START Text

This is interesting to me, lots of noise around "machine learning" in the GPU ra...

dragontamer · on May 27, 2019

GPUs are the 1980s style SIMD compute system. A GPU is designed to run many, many, many threads. A Vega64 for example, can run 163,840 threads at the same time (4096 shaders x 10-way SMT x 4-threads per unit)... while a CPU Threadripper 2950x can "only" run 32 threads at once (16 cores x 2-way SMT).

However, the GPU-shader is far more constrained than a CPU-thread. A GPU-shader is "locked" to performing the same tasks as other cores. That is to say: 64 "GPU threads" on AMD systems have the same program counter / instruction pointer.

32 "GPU threads" on NVidia systems have the same program counter.

This means that if one thread loops 10,000 times in a program, then that will force 32 other threads (on NVidia) or 64 other threads (on AMD) to loop 10,000 times (even if those threads individually only need to loop 500 times).

This restriction doesn't really matter in cases of matrix multiplication: where all threads would loop the same number of times. But in cases of like, Chess Minimax algorithm, the "thread divergence" makes it difficult to actually port Chess Minimax to a GPU.

-------

Machine learning... (EDIT: or more specifically, Convolutional Neural Networks) is almost purely a matrix multiplication problem, making it ideal for the SIMD GPU architecture.

CPUs have SIMD units by the way (SSE, AVX, etc. etc.), but GPUs are specialized systems that can only do SIMD. So a GPU's SIMD unit is inevitably going to be bigger, more parallel, and more efficient than a CPU's SIMD unit.

-------

EDIT: Google's TPU goes beyond the GPU-model (SIMD architecture) and has dedicated matrix-multiplication units. These units can only perform matrix multiplication, nothing else, and are designed to do it as quickly and power-efficiently as possible.

NVidia's "Turing" line of GPUs have dedicated matrix multiplication units called "tensor units". NVidia basically grafted a dedicated FP16 matrix multiplication unit onto their GPUs.

The_rationalist · on May 27, 2019

"So a GPU's SIMD unit is inevitably going to be bigger, more parallel, and more efficient than a CPU's SIMD unit." Except if memory latency transfer is a bottleneck. I've seen many examples of SIMD beating GPU e.g pathfinder v3 text renderer

slaymaker1907 · on May 27, 2019

While memory latency transfer between the CPU and GPU is an issue, GPUs have absolutely incredible throughput when moving things from one place on the GPU somewhere else on the GPU. This is why researchers are looking at GPUs for running graph algorithms.

pavlov · on May 27, 2019

It’s interesting that the cycle is complete and we’re back to the 1975 situation: “Wouldn’t it be great to have a personal computer that could do all these things we currently do by connecting to a mainframe?”

Only the PDP-10 has been replaced by Google.

dragontamer · on May 27, 2019

All modern computers, even cell phones, have the capabilities of mainframes from the 1970s and 1980s.

Back in the 1980s, a personal computer was loaded with an operating system that could only support a single user. A "mainframe" was a system that could support more than one user at a time, and you'd connect to it using telnet.

Today, your Linux PC loaded with SSH effectively functions as a mainframe. Heck, you can load virtual machines that themselves can pretend to be mainframes from the 1970s. Heck... your cell phone uses this feature and pretends that apps are different users for maximum security.

END Text
START Data listing

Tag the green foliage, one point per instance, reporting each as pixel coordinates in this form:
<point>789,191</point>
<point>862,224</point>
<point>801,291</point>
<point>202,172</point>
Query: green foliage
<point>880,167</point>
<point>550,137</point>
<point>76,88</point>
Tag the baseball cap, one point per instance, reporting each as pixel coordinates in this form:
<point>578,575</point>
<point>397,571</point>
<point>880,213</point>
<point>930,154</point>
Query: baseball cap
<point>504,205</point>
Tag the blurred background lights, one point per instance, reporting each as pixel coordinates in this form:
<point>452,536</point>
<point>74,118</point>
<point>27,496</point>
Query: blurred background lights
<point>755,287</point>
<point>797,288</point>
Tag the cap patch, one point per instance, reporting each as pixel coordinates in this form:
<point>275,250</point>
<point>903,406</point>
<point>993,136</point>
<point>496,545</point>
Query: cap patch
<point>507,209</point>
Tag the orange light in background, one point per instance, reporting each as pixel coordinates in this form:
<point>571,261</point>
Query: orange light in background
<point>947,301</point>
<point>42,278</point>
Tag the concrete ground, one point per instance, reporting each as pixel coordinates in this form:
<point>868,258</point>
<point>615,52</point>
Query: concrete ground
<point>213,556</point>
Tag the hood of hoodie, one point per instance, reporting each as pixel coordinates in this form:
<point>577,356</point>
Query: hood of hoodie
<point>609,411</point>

END Data listing

Written problem 1 –
In the GPU thread, what name does NVidia give the dedicated matrix multiplication units on its "Turing" GPUs?
Written problem 2 –
Extend the GPU thread past its last comment, carrying on from the line about cell phones treating apps as different users.

Answer 1 –
Tensor units.

Answer 2 –
----

In contrast: GPUs are simply the 1980s style SIMD super-computers. It turns out SIMD Supercomputer style was the fastest way to calculate where pixels go on the screen (Conceptually: each pixel-shader basically gets to run its own thread: so a 1920x1080 screen has 2073600 threads to run per frame)

The best architecture to run millions of simple threads is a GPU or SIMD-computer (See https://en.wikipedia.org/wiki/Connection_Machine)

> The CM-1, depending on the configuration, has as many as 65,536 individual processors, each extremely simple, processing one bit at a time.

tempguy9999 · on May 27, 2019

> GPUs are simply the 1980s style SIMD super-computers

May be a terminology thing, or a technology I don't know, but I though '80s supercomputers like crays were vector processors, whereas I'm not aware of any commercial super at the time being SIMD (AKA array processor).

Joky · on May 27, 2019

I'm not super familiar with the distinction you're making ("array processor" vs "vector processor"), do you have any pointer I could look at?

tempguy9999 · on May 27, 2019

It seems to be a terminology confusion of mine. I did a bit of reading and it seems they're effectively the same thing implemented differently. An array processor in my mind was a lockstep SIMD thingy.

A vector processor as I understood it is nicely described here <https://www.quora.com/What-is-meant-by-an-array-processor-an... as "the earliest Crays had vector instructions, that quickly fed a stream of operands through a pipelined processor", which is not exactly the same implementation as SIMD, but after reflecting on your question, it does the same thing in the end.

So effectively no difference.

Also relevant <https://arstechnica.com/civis/viewtopic.php?t=401649> see reply of Accs who claims to have worked at cray, and also says in another post on the same thread "I think that Vector is nothing more than a special case of SIMD".

So, my error, hope above helps.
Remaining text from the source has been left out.